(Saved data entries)
↓↓↓

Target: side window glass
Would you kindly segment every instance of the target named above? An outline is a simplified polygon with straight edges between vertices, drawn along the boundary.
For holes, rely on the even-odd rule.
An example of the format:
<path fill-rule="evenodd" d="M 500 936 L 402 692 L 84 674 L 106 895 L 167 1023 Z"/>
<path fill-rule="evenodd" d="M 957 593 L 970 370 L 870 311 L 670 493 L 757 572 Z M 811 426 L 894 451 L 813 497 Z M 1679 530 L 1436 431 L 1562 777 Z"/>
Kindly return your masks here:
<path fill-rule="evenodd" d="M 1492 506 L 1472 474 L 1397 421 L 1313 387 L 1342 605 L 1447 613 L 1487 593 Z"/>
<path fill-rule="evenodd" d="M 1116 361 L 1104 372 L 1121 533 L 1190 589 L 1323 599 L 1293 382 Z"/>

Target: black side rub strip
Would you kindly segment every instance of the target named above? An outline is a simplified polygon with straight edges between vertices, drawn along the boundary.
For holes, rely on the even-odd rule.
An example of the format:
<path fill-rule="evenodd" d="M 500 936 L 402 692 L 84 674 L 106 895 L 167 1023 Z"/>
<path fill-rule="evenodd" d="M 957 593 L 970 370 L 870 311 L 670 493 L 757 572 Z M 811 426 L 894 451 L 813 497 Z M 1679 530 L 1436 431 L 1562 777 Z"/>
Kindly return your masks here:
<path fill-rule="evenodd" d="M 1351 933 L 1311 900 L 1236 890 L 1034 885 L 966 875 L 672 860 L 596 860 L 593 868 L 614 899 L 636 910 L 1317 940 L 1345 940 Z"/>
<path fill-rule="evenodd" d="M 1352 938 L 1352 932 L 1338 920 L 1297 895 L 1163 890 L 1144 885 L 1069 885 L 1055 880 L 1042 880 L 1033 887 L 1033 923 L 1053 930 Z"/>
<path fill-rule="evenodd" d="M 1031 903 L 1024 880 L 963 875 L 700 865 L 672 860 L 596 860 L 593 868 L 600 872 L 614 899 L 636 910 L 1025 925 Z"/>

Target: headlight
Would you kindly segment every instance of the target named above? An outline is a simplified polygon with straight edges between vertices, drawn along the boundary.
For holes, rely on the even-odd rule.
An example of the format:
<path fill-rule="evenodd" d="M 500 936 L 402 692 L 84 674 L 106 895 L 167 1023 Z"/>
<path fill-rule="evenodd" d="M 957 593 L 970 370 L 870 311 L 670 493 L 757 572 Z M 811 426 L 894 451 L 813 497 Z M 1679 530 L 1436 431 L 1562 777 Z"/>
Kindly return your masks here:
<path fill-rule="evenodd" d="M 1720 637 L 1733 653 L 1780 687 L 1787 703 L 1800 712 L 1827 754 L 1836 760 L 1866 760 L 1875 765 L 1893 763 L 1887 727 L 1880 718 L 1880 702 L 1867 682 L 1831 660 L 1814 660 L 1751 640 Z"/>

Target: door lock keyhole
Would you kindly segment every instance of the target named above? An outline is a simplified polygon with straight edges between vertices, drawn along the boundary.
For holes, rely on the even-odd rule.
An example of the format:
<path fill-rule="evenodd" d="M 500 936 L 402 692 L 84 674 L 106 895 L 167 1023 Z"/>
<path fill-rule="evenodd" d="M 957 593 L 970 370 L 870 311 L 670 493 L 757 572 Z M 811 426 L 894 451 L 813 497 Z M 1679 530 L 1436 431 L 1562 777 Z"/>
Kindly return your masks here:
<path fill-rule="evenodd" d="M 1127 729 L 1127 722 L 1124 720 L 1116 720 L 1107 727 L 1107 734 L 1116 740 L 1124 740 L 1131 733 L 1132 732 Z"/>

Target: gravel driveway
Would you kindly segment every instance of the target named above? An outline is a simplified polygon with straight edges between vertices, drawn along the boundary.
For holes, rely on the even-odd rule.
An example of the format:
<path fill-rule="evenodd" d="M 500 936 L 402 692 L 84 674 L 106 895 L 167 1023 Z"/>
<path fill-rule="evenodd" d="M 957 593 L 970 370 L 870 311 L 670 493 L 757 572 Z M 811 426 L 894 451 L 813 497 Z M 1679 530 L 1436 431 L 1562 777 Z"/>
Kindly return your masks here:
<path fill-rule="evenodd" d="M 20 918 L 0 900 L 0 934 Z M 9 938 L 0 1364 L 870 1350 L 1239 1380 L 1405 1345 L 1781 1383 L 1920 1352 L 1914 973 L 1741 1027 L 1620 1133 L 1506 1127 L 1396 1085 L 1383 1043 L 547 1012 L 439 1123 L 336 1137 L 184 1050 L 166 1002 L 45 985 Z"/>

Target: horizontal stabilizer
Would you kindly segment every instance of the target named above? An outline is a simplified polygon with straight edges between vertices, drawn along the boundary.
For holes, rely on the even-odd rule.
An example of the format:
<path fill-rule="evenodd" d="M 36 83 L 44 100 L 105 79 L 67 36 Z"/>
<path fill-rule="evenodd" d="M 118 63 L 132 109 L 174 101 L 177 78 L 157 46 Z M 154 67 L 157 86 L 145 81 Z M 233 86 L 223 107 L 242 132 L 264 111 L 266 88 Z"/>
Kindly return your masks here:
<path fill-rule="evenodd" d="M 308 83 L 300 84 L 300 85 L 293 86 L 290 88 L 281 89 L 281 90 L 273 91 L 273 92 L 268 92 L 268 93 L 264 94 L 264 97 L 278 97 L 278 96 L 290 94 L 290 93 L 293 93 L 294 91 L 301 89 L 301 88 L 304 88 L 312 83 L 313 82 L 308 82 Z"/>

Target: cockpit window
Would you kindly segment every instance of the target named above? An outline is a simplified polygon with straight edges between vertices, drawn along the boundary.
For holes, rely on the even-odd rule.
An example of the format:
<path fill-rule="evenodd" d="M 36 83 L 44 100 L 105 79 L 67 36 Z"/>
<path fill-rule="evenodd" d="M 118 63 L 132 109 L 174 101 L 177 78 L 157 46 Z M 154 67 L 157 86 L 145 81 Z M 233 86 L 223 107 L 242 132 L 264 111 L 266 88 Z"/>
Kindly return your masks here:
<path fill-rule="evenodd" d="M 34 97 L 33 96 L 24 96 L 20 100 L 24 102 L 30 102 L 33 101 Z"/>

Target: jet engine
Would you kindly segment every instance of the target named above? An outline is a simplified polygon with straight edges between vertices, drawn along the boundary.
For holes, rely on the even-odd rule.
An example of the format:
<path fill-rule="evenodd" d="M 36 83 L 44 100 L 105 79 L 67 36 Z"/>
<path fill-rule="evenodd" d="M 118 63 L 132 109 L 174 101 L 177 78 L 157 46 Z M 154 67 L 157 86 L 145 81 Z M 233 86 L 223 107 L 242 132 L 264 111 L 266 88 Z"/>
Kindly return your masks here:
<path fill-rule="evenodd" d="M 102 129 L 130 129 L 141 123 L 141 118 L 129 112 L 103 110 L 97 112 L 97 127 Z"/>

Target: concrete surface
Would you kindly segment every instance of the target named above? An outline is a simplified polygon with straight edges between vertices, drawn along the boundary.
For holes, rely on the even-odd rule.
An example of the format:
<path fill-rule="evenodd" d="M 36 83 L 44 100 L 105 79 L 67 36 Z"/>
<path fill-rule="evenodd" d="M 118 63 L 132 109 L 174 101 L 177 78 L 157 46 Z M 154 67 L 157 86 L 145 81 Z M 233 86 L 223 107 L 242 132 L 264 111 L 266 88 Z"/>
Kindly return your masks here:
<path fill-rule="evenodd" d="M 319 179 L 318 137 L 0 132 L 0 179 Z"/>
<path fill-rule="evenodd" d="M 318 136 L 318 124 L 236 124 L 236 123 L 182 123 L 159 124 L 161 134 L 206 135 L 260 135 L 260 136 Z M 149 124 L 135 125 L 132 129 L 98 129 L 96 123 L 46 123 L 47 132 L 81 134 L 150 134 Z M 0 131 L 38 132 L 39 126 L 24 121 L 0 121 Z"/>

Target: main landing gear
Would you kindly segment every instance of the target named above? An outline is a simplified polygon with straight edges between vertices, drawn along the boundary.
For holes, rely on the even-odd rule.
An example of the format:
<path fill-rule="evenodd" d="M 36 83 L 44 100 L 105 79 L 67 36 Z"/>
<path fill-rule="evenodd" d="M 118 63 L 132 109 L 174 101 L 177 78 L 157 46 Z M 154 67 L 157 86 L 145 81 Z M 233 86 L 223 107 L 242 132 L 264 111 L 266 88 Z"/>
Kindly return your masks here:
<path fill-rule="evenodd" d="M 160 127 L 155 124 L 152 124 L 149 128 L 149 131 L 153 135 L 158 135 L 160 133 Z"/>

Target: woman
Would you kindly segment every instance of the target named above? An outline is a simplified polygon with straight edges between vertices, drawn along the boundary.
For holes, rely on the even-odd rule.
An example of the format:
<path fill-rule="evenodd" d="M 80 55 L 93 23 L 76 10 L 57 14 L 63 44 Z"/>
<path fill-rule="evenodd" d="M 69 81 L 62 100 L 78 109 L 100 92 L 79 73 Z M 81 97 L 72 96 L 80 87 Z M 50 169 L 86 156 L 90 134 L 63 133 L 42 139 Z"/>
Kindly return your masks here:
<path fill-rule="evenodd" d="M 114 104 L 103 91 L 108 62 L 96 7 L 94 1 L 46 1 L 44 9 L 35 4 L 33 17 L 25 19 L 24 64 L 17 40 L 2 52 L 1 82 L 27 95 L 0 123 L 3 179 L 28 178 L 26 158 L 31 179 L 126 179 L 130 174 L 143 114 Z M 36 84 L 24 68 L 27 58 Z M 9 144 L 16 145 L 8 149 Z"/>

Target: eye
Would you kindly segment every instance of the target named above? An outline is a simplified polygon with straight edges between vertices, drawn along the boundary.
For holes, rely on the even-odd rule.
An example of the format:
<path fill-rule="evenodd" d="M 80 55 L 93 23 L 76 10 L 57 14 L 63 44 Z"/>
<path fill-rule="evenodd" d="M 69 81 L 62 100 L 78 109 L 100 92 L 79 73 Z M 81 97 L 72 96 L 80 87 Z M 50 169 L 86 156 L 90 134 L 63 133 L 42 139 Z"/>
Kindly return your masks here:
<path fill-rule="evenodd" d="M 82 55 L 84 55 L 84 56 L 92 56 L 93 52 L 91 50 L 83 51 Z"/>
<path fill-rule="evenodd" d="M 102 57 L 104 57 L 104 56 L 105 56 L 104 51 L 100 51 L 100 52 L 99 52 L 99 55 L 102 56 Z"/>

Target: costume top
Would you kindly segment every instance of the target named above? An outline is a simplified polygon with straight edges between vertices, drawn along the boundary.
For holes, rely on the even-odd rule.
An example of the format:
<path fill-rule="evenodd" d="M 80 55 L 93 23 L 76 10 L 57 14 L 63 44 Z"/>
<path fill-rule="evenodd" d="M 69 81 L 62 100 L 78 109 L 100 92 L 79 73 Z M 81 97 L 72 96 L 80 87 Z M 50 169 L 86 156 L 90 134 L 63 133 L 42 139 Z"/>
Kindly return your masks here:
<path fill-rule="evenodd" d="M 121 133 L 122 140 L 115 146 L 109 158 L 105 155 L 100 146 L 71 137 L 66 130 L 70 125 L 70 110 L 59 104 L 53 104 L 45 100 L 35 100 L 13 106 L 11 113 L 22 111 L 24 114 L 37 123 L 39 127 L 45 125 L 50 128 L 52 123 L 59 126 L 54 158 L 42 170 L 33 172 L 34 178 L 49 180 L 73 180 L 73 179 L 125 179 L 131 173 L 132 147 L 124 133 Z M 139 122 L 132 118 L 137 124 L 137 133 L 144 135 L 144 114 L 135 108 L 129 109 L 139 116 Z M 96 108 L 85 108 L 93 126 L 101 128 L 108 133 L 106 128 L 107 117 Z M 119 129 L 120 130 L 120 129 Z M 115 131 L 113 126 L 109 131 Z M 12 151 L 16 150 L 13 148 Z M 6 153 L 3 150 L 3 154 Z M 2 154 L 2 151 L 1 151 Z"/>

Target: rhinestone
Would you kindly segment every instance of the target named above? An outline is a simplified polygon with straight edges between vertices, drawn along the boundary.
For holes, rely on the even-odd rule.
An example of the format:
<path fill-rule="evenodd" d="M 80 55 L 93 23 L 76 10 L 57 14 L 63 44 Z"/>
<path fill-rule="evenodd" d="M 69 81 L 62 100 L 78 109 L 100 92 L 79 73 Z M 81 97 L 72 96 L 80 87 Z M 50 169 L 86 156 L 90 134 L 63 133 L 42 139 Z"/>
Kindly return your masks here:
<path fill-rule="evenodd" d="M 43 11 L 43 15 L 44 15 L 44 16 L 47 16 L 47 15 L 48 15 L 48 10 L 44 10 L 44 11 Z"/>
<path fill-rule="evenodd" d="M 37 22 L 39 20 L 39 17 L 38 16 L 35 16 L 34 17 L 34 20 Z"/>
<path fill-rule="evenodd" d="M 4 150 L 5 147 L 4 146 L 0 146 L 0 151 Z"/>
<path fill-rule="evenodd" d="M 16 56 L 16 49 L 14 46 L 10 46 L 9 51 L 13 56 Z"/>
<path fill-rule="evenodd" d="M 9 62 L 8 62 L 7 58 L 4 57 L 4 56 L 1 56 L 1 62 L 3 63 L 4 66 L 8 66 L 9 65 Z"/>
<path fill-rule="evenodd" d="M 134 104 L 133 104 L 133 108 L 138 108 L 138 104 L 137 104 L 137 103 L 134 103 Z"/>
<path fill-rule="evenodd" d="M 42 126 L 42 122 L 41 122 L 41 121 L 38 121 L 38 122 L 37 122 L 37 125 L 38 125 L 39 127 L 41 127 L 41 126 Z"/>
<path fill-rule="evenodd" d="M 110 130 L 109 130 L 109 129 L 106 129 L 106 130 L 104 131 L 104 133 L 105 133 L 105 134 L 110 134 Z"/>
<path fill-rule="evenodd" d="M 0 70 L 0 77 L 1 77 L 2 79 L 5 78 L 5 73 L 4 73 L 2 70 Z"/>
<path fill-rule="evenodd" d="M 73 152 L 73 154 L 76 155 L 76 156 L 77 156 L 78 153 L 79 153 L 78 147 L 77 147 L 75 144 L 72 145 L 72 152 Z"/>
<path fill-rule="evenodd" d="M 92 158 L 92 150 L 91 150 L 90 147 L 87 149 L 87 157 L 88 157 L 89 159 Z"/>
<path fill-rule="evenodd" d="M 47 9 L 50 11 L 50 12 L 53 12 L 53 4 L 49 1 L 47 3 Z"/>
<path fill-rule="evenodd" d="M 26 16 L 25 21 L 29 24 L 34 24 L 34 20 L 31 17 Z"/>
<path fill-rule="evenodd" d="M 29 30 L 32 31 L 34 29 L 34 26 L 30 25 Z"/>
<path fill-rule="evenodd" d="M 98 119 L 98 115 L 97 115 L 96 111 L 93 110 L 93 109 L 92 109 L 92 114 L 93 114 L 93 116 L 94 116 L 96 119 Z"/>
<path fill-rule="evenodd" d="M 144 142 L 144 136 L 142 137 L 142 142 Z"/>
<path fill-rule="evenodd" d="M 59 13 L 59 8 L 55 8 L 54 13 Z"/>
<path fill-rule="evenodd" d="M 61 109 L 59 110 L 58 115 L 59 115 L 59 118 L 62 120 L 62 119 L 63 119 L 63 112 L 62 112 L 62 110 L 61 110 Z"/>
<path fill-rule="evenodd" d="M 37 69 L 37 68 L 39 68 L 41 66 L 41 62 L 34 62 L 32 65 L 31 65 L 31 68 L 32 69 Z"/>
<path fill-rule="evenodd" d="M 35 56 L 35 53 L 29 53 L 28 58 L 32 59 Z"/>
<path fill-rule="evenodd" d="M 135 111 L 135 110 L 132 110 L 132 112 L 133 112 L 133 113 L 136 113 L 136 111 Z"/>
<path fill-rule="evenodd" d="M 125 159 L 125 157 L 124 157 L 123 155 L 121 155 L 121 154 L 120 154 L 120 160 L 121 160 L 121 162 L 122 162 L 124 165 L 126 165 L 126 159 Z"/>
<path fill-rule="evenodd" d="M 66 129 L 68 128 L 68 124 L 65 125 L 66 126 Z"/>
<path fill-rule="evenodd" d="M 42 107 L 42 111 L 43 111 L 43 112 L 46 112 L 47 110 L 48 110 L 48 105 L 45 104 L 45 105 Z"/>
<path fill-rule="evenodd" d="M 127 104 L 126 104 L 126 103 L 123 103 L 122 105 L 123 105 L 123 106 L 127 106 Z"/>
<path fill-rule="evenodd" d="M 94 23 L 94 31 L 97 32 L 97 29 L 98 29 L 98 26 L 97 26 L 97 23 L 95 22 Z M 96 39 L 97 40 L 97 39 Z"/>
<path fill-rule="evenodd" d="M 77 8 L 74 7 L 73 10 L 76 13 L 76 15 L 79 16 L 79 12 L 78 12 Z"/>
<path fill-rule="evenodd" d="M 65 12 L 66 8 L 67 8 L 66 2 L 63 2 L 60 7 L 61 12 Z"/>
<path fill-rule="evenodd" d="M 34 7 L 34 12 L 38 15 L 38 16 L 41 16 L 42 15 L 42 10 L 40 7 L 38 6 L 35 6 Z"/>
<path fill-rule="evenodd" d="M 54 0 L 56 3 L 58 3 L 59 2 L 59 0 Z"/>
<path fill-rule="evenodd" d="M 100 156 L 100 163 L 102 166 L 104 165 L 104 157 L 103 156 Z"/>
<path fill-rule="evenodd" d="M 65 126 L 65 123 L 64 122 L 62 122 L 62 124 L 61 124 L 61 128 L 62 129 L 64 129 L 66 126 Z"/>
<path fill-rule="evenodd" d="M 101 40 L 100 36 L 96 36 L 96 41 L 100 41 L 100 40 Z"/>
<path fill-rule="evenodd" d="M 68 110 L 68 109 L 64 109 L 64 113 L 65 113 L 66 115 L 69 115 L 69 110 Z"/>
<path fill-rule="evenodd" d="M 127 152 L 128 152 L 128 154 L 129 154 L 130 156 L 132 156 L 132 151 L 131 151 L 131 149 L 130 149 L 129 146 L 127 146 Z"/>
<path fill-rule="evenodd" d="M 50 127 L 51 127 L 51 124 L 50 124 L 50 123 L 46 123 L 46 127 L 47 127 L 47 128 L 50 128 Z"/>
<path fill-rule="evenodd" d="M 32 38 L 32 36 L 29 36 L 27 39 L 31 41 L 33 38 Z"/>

↑↑↑

**WORK TASK:** Whenever the word "side" appears in a line of the data above, that line counts. Say how many lines count, and nothing more.

**OUTPUT FOR THIS EXERCISE:** 2